(Data listing)
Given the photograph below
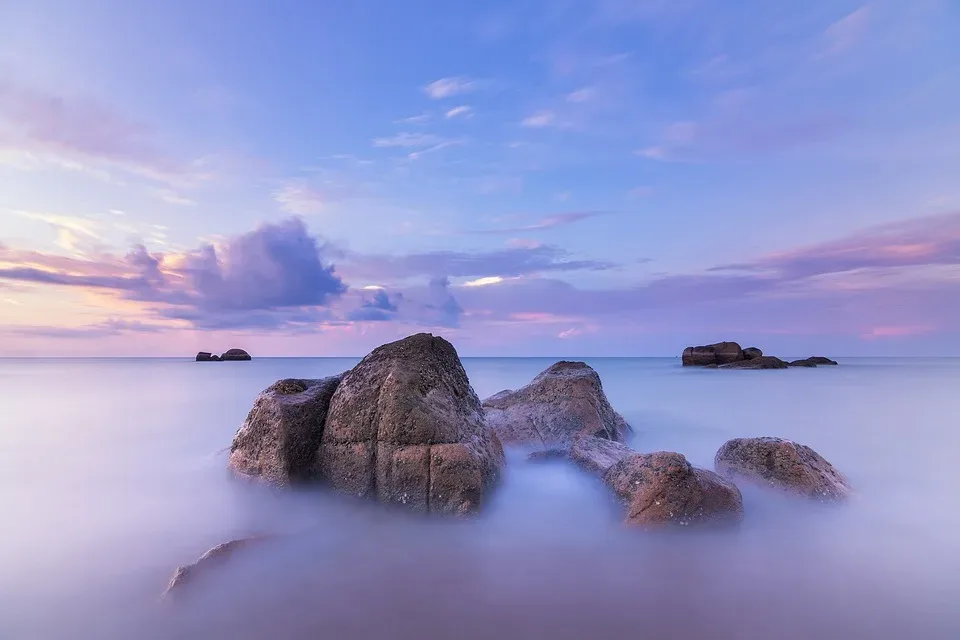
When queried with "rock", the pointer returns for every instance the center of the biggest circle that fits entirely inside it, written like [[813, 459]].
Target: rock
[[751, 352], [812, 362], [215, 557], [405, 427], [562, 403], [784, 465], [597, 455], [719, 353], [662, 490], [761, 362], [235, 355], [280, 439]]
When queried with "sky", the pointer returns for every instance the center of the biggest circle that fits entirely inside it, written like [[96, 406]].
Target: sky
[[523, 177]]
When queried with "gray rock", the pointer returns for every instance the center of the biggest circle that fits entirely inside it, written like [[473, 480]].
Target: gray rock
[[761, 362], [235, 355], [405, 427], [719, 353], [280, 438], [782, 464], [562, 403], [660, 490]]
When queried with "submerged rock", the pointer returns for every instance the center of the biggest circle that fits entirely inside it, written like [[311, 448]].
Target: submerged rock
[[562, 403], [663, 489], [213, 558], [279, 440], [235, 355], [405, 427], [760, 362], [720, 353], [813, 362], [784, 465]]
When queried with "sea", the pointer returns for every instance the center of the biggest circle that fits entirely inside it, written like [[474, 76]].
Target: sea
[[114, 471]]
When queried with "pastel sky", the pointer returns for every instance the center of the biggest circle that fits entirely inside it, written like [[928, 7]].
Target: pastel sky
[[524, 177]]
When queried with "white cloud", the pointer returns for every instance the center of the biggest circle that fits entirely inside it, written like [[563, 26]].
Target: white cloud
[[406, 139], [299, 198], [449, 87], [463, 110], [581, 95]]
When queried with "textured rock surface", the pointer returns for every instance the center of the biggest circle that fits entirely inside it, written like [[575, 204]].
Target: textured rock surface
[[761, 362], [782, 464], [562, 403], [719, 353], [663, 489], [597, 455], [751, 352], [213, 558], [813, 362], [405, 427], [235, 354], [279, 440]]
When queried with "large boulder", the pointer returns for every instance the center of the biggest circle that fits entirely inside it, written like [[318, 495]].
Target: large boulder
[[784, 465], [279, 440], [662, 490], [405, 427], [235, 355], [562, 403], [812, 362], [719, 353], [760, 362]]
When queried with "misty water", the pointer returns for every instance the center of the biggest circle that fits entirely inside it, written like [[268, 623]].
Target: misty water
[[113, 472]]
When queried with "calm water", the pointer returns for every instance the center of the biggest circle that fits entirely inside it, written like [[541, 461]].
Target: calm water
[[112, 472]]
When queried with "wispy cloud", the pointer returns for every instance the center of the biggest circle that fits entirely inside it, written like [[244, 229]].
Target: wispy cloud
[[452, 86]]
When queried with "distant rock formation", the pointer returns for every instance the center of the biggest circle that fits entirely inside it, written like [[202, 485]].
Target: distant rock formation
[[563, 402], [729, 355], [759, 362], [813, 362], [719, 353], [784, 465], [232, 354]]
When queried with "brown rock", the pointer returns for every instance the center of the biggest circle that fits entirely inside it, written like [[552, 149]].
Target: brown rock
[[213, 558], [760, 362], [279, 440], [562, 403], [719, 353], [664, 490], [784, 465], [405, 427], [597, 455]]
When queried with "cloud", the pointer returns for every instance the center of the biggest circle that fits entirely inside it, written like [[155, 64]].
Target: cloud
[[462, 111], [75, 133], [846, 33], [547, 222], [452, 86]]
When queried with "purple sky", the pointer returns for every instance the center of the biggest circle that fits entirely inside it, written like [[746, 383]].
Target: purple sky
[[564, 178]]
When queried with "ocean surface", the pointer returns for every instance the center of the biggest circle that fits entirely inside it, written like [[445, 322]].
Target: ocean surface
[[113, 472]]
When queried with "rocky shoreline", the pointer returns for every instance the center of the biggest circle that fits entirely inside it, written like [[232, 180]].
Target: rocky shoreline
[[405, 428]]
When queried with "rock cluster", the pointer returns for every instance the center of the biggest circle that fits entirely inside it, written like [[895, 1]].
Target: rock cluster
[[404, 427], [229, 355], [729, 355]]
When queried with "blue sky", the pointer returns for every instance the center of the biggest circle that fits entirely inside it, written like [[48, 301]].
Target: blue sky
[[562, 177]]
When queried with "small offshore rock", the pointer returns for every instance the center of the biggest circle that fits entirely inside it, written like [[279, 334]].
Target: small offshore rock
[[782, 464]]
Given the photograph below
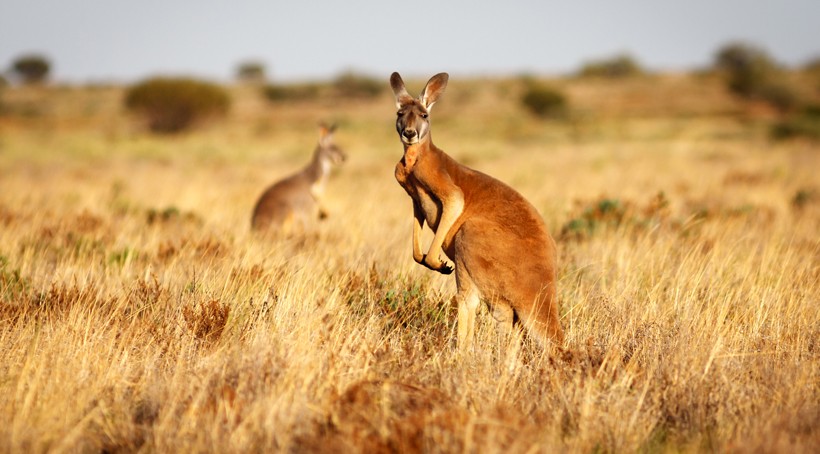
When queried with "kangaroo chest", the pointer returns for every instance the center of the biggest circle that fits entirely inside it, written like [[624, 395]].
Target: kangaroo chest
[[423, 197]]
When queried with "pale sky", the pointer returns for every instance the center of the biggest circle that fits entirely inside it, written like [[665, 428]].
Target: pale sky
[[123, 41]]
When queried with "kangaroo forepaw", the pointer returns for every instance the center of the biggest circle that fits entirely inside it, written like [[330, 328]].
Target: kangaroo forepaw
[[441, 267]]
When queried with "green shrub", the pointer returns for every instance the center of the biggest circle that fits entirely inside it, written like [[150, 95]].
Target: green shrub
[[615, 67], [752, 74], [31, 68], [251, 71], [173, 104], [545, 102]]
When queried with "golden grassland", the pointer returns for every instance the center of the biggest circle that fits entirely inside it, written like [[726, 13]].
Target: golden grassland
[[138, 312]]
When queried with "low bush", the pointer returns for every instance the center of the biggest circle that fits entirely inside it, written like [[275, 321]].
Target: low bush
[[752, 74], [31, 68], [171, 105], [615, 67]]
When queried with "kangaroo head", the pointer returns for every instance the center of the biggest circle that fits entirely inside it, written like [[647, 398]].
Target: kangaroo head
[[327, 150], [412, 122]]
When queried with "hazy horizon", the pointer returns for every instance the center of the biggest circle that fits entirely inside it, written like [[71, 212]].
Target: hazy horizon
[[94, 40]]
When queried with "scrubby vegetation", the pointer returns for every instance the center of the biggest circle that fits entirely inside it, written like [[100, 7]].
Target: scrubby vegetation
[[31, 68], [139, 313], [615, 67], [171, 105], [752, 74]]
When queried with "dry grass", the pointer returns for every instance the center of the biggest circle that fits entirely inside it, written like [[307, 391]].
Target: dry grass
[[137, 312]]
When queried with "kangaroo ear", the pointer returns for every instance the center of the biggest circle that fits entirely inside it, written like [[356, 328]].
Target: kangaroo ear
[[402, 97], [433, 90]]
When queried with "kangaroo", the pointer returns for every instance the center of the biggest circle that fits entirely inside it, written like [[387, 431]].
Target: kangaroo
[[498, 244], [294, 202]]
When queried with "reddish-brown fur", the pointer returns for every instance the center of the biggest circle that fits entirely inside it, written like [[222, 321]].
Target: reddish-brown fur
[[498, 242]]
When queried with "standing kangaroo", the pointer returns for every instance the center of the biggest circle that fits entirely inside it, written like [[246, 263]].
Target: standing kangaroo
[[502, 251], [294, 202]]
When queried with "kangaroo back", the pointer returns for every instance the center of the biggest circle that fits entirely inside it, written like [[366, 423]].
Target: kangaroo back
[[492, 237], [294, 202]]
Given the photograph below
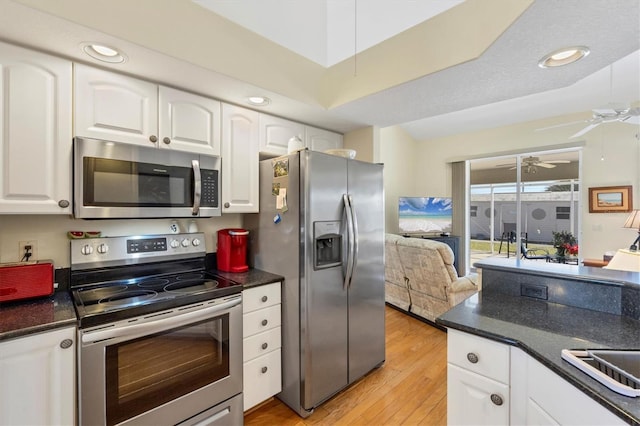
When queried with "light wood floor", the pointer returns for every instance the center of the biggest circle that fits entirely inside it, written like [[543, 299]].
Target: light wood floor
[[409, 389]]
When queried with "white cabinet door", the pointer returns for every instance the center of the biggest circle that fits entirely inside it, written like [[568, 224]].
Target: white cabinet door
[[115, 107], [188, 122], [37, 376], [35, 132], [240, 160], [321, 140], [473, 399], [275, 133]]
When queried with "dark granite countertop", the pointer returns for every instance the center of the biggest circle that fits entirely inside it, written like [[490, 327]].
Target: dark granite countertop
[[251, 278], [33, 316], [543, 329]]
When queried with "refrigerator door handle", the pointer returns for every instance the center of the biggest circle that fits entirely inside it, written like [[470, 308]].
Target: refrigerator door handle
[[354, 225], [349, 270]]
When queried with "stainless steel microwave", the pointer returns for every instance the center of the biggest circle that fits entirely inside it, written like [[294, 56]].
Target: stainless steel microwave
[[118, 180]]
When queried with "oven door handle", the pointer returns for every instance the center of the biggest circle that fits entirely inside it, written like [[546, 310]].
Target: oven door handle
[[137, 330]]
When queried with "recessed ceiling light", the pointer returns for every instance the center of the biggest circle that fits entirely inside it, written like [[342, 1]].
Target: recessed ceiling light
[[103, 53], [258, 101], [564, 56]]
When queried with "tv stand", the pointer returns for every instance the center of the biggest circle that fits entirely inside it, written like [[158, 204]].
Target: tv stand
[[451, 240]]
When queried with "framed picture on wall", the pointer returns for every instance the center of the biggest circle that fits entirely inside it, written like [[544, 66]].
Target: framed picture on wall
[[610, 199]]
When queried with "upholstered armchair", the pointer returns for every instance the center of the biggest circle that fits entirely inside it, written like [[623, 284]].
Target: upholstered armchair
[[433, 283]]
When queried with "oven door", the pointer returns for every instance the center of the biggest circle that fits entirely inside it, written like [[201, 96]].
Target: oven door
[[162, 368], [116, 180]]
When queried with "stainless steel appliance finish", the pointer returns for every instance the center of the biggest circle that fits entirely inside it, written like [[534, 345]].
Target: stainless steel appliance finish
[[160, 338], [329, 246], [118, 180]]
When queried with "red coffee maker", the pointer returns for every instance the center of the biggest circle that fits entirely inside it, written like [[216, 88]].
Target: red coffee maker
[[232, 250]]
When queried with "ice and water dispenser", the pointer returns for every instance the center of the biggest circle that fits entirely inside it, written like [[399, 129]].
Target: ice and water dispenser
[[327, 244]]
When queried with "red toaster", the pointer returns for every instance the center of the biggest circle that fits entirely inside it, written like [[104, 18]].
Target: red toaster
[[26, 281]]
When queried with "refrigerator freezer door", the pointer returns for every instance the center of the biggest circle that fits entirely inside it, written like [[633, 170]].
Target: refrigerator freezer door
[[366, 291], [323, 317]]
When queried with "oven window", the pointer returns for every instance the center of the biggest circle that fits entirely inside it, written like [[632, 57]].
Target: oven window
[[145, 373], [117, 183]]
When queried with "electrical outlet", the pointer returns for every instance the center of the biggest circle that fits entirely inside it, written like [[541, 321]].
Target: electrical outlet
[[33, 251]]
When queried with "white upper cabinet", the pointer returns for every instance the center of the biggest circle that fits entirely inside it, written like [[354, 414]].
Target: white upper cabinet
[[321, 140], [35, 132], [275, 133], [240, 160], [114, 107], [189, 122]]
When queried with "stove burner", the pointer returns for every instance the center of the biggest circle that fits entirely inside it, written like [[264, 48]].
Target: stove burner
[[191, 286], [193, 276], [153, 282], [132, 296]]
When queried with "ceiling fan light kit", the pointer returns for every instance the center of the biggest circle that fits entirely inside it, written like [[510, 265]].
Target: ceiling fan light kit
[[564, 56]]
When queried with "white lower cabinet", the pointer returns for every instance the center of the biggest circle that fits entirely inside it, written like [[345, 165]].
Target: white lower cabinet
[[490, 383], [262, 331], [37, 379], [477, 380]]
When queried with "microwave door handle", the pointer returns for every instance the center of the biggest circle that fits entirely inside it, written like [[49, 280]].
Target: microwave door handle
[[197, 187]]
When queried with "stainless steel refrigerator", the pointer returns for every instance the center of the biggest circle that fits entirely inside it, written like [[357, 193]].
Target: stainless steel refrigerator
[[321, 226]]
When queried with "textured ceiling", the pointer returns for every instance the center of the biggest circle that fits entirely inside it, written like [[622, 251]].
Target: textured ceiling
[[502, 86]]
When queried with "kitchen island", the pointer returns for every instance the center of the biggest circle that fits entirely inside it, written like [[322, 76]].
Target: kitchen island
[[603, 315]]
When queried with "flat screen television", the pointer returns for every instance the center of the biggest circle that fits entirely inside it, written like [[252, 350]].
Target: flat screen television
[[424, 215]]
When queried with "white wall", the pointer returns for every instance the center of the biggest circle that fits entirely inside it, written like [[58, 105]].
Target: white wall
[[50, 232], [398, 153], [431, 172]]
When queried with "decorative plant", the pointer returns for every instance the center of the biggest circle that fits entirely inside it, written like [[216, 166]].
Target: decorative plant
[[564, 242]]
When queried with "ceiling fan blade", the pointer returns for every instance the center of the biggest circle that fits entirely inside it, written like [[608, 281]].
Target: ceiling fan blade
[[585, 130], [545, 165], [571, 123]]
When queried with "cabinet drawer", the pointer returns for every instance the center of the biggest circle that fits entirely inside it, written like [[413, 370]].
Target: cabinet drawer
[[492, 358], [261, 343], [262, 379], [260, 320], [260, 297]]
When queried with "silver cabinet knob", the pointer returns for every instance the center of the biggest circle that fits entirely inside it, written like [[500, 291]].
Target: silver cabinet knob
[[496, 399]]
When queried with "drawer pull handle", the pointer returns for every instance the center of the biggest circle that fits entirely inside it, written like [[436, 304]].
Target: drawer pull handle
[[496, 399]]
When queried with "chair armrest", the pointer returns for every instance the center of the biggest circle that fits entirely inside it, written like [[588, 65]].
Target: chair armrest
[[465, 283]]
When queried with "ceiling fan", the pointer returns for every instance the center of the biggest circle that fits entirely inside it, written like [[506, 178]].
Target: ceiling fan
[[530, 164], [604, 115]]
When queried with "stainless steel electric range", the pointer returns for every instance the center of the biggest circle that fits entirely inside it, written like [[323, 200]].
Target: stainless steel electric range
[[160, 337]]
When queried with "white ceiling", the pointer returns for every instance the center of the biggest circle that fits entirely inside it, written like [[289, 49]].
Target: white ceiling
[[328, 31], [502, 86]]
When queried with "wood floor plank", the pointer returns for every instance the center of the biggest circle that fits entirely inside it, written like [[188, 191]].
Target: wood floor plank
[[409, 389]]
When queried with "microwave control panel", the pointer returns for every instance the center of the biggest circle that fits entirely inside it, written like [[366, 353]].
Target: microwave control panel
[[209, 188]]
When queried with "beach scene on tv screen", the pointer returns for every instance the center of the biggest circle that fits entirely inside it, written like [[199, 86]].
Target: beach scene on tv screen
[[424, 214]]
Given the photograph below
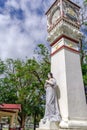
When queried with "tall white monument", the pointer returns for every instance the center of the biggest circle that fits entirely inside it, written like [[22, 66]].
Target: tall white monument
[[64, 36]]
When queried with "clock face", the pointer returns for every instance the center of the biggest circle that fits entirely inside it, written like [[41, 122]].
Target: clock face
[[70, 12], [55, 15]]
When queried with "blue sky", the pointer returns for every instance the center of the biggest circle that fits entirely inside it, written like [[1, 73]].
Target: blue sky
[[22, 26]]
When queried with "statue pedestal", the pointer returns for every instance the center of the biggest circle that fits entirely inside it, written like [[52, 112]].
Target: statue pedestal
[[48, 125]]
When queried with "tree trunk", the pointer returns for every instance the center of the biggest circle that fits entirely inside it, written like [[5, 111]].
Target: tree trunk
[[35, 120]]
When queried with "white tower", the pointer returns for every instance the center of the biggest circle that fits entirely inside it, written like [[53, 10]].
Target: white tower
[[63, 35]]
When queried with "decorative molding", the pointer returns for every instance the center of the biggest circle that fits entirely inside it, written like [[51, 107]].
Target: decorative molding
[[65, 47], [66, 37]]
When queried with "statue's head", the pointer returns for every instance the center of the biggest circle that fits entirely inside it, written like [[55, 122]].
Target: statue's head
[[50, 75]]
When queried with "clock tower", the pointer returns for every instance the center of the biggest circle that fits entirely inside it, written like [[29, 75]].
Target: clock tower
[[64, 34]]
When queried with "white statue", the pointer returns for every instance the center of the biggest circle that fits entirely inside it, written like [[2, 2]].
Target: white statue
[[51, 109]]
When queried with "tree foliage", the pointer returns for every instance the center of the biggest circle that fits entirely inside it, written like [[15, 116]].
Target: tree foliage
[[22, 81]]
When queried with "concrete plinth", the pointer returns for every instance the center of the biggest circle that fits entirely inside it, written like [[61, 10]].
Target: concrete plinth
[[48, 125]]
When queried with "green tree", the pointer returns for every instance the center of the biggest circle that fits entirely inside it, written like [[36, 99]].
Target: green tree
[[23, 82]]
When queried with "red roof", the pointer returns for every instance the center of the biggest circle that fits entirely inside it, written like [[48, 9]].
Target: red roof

- [Exercise task] Find the line containing "like [[55, 122]].". Reproduce it exactly, along with every line after it through the last.

- [Response]
When queried with "statue's head", the pointer returns for every instance the center of the biggest circle that fits entirely inside it, written like [[55, 122]].
Target: statue's head
[[50, 75]]
When queried with "clock tower", the pointer returns for every instance the center of the biggest circle that fits entirely inside it, written like [[29, 75]].
Target: clock tower
[[64, 34]]
When queried with "white statue", the pointer returns for every instance the center of the biggest circle that fits entirely inside it, written like [[2, 2]].
Target: white statue
[[51, 109]]
When queried with "tree foliage", the pointer returns for every instance the center of the biggest circle that fits entirely inside it, written like [[15, 116]].
Target: tree foliage
[[22, 81]]
When queried with "concrete plinth", the pointer returns for every instance the center of the biggest circle that fits entirely inside it, written like [[61, 10]].
Target: concrete plinth
[[48, 125]]
When queried with "green tree", the pointer returns for every instance the center of the biggest circle that fits entirely inside it, written like [[36, 99]].
Target: green tree
[[23, 82]]
When queried with "red roof", the pointer returns for every instance the center of the biggest circle that fits entirely inside it, written like [[48, 9]].
Target: red roof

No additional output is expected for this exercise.